• [PAGINATEKST]
━━━━━━━━━━━━━━━━━━━━━━━━━━━━━━

De prijs die in de pan-Helleense Spelen aan de winnaars werd gegeven, was puur symbolisch: een bladerkrans. Paulus noemde die „een vergankelijke kroon” (1 Korinthiërs 9:25). Toch werd aan deze prijs veel betekenis toegekend. Hij vertegenwoordigde de kracht van de natuur die de winnaar haar gaven had geschonken. De overwinning, waar men doelbewust en vastberaden naar streefde, betekende niets minder dan de gunst van de goden. Op tentoongestelde stukken was te zien hoe beeldhouwers en schilders uit de oudheid Nike, de gevleugelde Griekse godin van de overwinning, afbeeldden, die de winnaar de krans gaf. Voor iedere atleet was een overwinning in Olympia het hoogtepunt van zijn carrière.
De Olympische krans werd gemaakt van bladeren van de wilde olijfboom, de Istmische van dennengroen, de Pythische van laurierbladeren en de Nemeïsche van wilde selderie. De organisatoren van spelen elders boden geld of andere prijzen aan om deelnemers van het hoogste kaliber aan te trekken. Verschillende vazen die op de tentoonstelling te zien waren, zijn op de Panathenaeën ter ere van de godin Athena als prijzen gebruikt. Deze amfora’s waren oorspronkelijk gevuld met kostbare olie uit Attica. Op een van de vazen staat op één kant een afbeelding van Athena met de woorden „prijs voor de wedstrijden van Athene”, terwijl op de andere kant een specifiek onderdeel staat afgebeeld, waarschijnlijk het onderdeel waarop de atleet zijn overwinning had behaald.
De Griekse steden deelden graag in de roem van hun atleten, die door hun overwinning helden waren geworden in hun geboorteplaats. De thuiskomst van de winnaars werd met een triomftocht gevierd. Er werd een standbeeld voor hen opgericht als een dankoffer voor de goden — een eer die stervelingen normaalgesproken niet te beurt viel — en dichters bezongen hun moed. De winnaars kregen vanaf dat moment de eerste plaats bij openbare plechtigheden en ontvingen een inkomen op kosten van de gemeenschap.
Gymnasiums en hun atleten
Sportieve krachtmeting werd als een essentieel onderdeel in de ontwikkeling van een soldaat in vredestijd beschouwd. Alle Griekse steden hadden een gymnasium, waar lichamelijke oefening voor de jonge mannen werd gecombineerd met wetenschappelijk en religieus onderwijs. De gebouwen van de gymnasiums waren gelegen rond grote open oefenterreinen, omringd door zuilengangen en andere overdekte ruimtes die als bibliotheken en klaslokalen gebruikt werden. Zulke sportscholen werden vooral bezocht door jonge mannen uit rijke families, die het zich konden permitteren onderwijs te volgen in plaats van te werken. Hier onderwierpen atleten zich aan een lange, intensieve voorbereiding op de spelen, daarbij geholpen door een trainer, die ook een dieet voorschreef en op seksuele onthouding toezag.

━━━━━━━━━━━━━━━━━━━━━━━━━━━━━━

• [GEGEVEN DATA]
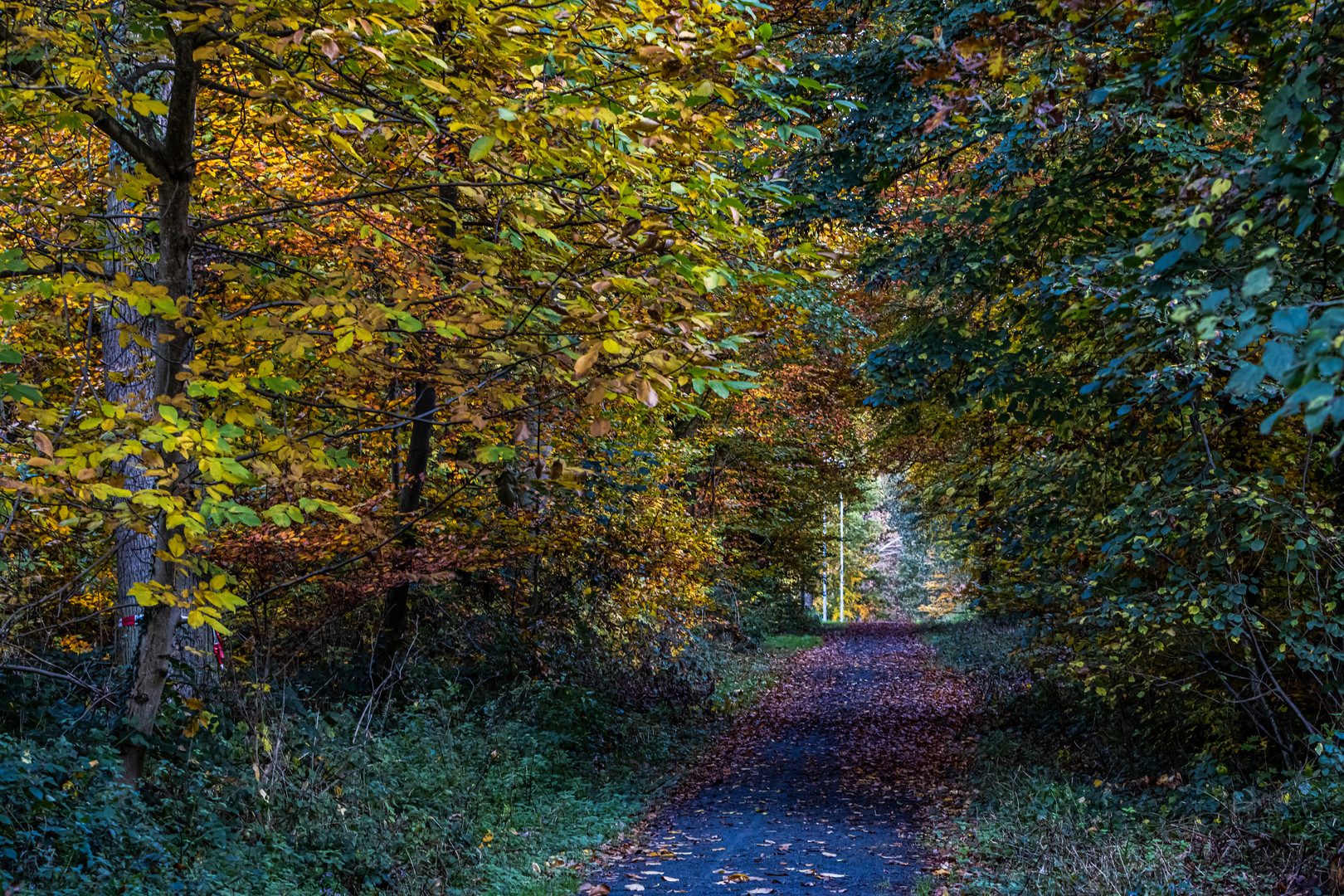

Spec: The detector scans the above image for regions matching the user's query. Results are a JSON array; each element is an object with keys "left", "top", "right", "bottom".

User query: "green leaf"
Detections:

━━━━━━━━━━━━━━━━━━━━━━━━━━━━━━

• [TAKENLIJST]
**A)** Geef voor elk van de spelen in de paginatekst over de Griekse spelen aan waarvan de krans voor de winnaar werd gemaakt.
**B)** Beantwoord op basis van de paginatekst over de Griekse spelen de volgende vragen:
(i) Hoe noemde Paulus de bladerkrans?
(ii) Waarmee waren de amfora's van de Panathenaeën oorspronkelijk gevuld?
(iii) Door wie werden de gymnasiums vooral bezocht?
**C)** Zet de paginatekst over de Griekse spelen voort na de laatste zin.

• [UITWERKINGEN]
**A)**
Olympische Spelen: bladeren van de wilde olijfboom
Istmische Spelen: dennengroen
Pythische Spelen: laurierbladeren
Nemeïsche Spelen: wilde selderie

**B)**
(i) Hij noemde de bladerkrans „een vergankelijke kroon”.
(ii) Ze waren gevuld met kostbare olie uit Attica.
(iii) Ze werden vooral bezocht door jonge mannen uit rijke families, die het zich konden permitteren onderwijs te volgen in plaats van te werken.

**C)**
De tentoonstelling in het Colosseum bood bezoekers de gelegenheid mooie beelden te bewonderen van atleten uit de oudheid, veelal Romeinse kopieën van originele Griekse beeldhouwwerken. Omdat fysieke volmaaktheid in de klassieke Griekse ideologie op één lijn stond met morele volmaaktheid en het exclusieve bezit was van de aristocratie, vertegenwoordigden deze goedgevormde lichamen van zegevierende atleten een filosofisch ideaal. Voor de Romeinen waren het kunstwerken, en veel van die beelden dienden als decoratie in stadions, badhuizen, villa’s en paleizen.
Bij de Romeinen waren gewelddadige schouwspelen altijd populair, en daarom waren van alle Griekse sporten die in Rome werden georganiseerd, boksen, worstelen en het pancratium het meest in trek. De Romeinen bezagen deze sporten niet als een strijd tussen gelijken die hun kracht wilden tonen, maar gewoon als amusement. Van de oorspronkelijke opvatting van sport, namelijk de collectieve deelname van de beste atleten/soldaten als onderdeel van hun opleiding, werd afgestapt. In plaats daarvan verlaagden de Romeinen de Griekse spelen tot gezonde lichaamsbeweging vóór een bezoek aan het badhuis of tot een kijksport die beoefend werd door beroepssporters van een lagere klasse, ongeveer zoals gladiatorengevechten.
Christenen en de spelen
De religieuze aard van de spelen was voor de eerste-eeuwse christenen een reden om ze te mijden, want „welke overeenkomst heeft Gods tempel met afgoden?” (2 Korinthiërs 6:14, 16) Hoe staat het met sport in deze tijd?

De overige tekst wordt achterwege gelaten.